• [CONSIGNE 1]: Renvoyez mot pour mot, dans le texte sur les séismes de Maurienne, tout ce qui va de « Depuis juillet 2017, une » jusqu'à « de cette séquence. ».
• [CONSIGNE 2]: Reprenez le texte sur l'essaim sismique de Maurienne à l'endroit où il s'arrête et poursuivez sa rédaction.

La basse vallée de la Maurienne enserrée par les massifs de Belledonne et de la Lauzière au niveau des communes de Saint-Alban-des-Hurtières et d’Argentine. © Photothèque IRMa / Sébastien Gominet

Depuis juillet 2017, une augmentation significative du nombre de séismes en Maurienne a été enregistrée par le réseau de surveillance de la sismicité des Alpes (SISMalp). Ces séismes sont concentrés en temps et en espace sous forme d’un essaim de sismicité. Leur magnitude reste faible, mais un grand nombre a été ressenti par la population locale qui nous interpelle sur l’origine de cette séquence.

Ont participé à l’article (ordre alphabétique) : Olivier Coutant, Philippe Guéguen, Stéphane Guillot, Agnès Helmstetter, Mickael Langlais, Jérôme Nomade, Stéphane Schwartz.

Affiliations : Institut des sciences de la Terre - Université de Grenoble-Alpes, CNRS, IFSTTAR, IRD, observatoire des sciences de l’univers de Grenoble.

(Liste des données)
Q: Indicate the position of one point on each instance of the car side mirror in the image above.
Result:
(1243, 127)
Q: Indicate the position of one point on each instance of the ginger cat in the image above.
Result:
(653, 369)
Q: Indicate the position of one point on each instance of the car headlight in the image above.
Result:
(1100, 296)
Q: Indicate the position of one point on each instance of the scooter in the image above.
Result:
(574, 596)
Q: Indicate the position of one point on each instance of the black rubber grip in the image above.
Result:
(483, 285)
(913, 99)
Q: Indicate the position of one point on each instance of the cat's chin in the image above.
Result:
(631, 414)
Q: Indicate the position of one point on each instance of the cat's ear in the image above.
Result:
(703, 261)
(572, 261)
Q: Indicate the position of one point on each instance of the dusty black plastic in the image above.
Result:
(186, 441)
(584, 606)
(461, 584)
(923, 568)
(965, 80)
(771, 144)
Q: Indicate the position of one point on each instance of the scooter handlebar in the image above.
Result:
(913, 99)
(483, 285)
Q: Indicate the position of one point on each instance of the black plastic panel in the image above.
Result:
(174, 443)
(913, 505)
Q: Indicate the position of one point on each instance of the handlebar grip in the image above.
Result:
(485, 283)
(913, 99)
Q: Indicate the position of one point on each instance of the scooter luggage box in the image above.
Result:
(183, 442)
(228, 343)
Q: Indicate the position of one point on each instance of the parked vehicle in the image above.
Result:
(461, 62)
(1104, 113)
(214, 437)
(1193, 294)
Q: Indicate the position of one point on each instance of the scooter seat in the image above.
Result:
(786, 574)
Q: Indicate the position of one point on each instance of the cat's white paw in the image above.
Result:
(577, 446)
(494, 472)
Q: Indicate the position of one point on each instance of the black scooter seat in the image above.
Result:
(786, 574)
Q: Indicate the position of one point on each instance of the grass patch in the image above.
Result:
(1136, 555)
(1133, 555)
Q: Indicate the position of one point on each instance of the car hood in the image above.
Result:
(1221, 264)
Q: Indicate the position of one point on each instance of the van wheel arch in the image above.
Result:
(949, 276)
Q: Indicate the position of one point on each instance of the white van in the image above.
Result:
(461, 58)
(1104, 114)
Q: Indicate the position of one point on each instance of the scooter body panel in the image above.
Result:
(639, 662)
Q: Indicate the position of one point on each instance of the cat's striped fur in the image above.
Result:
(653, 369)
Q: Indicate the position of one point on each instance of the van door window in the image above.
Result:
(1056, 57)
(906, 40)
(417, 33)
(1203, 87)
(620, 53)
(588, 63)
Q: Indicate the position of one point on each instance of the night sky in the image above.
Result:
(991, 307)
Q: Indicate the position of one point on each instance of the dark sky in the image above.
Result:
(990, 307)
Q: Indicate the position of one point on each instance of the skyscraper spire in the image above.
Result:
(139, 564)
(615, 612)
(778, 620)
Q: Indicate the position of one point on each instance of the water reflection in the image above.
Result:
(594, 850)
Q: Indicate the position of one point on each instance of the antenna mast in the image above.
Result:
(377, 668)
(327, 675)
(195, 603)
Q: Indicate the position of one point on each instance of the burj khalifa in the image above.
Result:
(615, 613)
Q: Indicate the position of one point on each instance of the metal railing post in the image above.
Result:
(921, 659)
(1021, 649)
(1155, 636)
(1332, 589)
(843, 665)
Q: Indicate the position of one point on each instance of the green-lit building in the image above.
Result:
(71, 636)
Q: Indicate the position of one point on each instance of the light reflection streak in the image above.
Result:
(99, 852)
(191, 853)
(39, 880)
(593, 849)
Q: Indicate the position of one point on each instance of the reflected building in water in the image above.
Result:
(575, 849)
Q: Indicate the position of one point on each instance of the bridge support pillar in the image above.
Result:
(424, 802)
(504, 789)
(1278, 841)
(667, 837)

• [CORRIGÉ 1]:
Depuis juillet 2017, une augmentation significative du nombre de séismes en Maurienne a été enregistrée par le réseau de surveillance de la sismicité des Alpes (SISMalp). Ces séismes sont concentrés en temps et en espace sous forme d’un essaim de sismicité. Leur magnitude reste faible, mais un grand nombre a été ressenti par la population locale qui nous interpelle sur l’origine de cette séquence.

• [CORRIGÉ 2]:
La France est un pays à sismicité modérée. Les séismes y sont rares, mais quelques exemples historiques nous rappellent que certains peuvent atteindre des magnitudes supérieures à 6. Depuis 2010, un nouveau zonage sismique de la France a été établi, identifiant les Alpes comme une des régions les plus sismiques de France métropolitaine, reflétant un taux de sismicité important et des séismes historiques significatifs.

Depuis 1989, le réseau de surveillance de la sismicité des Alpes (SISMalp) enregistre en permanence les séismes qui s’y produisent. Ce réseau, porté à l’origine par François Thouvenot et Julien Fréchet de l’Institut des sciences de la Terre, avait été imaginé de façon à détecter les petits séismes se produisant partout dans les Alpes. Leur pari (gagnant) était alors de construire un catalogue de sismicité afin de mieux comprendre la dynamique à l’origine de la formation des Alpes et de caractériser les zones sismogéniques les plus actives, pouvant éventuellement produire un séisme plus fort. Depuis 2010, grâce au lancement du projet national RESIF et à l’appui des régions via des programmes européens, ce service s’est modernisé, avec en ligne de mire la poursuite des objectifs initiaux, à savoir une détection et une localisation fines de la sismicité.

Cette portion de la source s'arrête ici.